• [Exercício escrito A] Transcreva, do trecho sobre a vida noturna, a passagem que vai de "Estudantes com sonhos" até "mostrar seus talentos.".
---------- Trecho para leitura
Bocas-de-sino, batas, cabelos e vestidos longos e
barbas desgrenhadas, nos bares da Oswaldo Aranha. Smoking e vestidos de noite, sucedidos no
correr dos anos por modelitos estilo discotheque, nas boates da Independência e
adjacências.
Estudantes com sonhos de mudança, oriundos da baixa
classe media urbana ou interiorana, despejam sua energia e projetos políticos e
existenciais na EM – todos contra a ditadura.
Uísque e cocaína
Jovens enfadados por dinheiro, portando sobrenomes
dos mais tradicionais, ou crias de famílias enriquecidas, viviam excessos patrocinados
(e previamente desculpados) pela proximidade com o poder, de coturnos ou não. Em
seu entorno, os trabalhadores da noite, que ali concretizavam ambições, criavam
contatos influentes e tinham espaço para mostrar seus talentos.
--------------------
---------- Registros fornecidos
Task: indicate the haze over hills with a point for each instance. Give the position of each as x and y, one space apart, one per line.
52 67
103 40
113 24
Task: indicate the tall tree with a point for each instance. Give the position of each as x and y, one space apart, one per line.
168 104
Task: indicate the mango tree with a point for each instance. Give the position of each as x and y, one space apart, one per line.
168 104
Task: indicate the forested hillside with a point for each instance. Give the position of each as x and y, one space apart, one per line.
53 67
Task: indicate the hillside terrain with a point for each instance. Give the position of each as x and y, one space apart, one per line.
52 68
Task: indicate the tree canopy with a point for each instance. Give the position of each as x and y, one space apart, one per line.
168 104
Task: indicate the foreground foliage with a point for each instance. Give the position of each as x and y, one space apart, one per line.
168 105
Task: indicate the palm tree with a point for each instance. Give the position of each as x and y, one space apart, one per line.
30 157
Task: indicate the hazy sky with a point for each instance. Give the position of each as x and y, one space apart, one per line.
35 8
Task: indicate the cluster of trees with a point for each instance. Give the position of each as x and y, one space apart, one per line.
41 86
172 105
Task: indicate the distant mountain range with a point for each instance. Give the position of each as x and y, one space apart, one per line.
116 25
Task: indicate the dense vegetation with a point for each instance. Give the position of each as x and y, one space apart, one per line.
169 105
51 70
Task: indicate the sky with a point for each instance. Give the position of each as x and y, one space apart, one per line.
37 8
--------------------
• [Exercício escrito B] Atualize os registros que vão da linha que contém "Task: indicate the distant" até o fim dos registros, trocando "instance" por "occurrence" e mantendo todo o resto igual. Apresente somente essas linhas.

• [Resposta correta A]
Estudantes com sonhos de mudança, oriundos da baixa
classe media urbana ou interiorana, despejam sua energia e projetos políticos e
existenciais na EM – todos contra a ditadura.
Uísque e cocaína
Jovens enfadados por dinheiro, portando sobrenomes
dos mais tradicionais, ou crias de famílias enriquecidas, viviam excessos patrocinados
(e previamente desculpados) pela proximidade com o poder, de coturnos ou não. Em
seu entorno, os trabalhadores da noite, que ali concretizavam ambições, criavam
contatos influentes e tinham espaço para mostrar seus talentos.

• [Resposta correta B]
Task: indicate the distant mountain range with a point for each occurrence. Give the position of each as x and y, one space apart, one per line.
116 25
Task: indicate the dense vegetation with a point for each occurrence. Give the position of each as x and y, one space apart, one per line.
169 105
51 70
Task: indicate the sky with a point for each occurrence. Give the position of each as x and y, one space apart, one per line.
37 8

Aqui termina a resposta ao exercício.